DATASET ENTRIES:
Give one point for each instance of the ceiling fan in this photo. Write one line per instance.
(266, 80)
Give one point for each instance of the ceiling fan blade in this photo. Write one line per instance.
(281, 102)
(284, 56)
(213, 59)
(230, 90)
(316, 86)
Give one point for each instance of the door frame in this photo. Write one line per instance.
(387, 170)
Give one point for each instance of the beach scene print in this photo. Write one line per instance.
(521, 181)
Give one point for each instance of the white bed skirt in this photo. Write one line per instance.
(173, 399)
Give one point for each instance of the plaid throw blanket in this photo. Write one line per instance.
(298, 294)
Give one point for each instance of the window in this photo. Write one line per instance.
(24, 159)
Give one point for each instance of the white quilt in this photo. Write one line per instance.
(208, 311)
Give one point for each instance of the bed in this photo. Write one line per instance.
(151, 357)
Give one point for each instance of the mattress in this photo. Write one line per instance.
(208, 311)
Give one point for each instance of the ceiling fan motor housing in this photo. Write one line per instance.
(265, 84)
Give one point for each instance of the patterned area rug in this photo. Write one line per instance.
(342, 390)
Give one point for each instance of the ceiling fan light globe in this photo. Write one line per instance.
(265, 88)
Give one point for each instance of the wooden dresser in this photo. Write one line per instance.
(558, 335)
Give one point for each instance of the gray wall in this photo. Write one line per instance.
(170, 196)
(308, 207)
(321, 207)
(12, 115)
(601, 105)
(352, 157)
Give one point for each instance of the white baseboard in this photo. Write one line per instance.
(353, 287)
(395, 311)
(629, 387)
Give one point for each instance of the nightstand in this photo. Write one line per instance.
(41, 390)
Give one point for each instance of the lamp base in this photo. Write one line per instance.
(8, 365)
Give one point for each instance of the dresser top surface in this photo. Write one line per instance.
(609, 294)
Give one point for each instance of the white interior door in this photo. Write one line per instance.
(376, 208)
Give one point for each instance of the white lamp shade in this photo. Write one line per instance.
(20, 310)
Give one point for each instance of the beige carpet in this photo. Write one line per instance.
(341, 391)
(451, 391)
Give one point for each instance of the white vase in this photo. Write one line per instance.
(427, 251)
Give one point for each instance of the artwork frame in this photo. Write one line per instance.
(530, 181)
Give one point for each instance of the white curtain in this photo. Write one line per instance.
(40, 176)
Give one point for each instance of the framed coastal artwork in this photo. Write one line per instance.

WHAT THE TASK REQUIRES:
Please update everything in the listing from the line that contains "Give one point for each instance of the artwork" down to the end of the listing, replacing "white curtain" with "sheer curtain" and changing nothing else.

EXERCISE OUTPUT:
Give one point for each instance of the artwork frame in this photo. Write one line per instance.
(530, 181)
Give one point for each instance of the sheer curtain in this photo. Write one line per instance.
(40, 176)
Give one point for each instance of the framed coastal artwork in this photo. Write one line per instance.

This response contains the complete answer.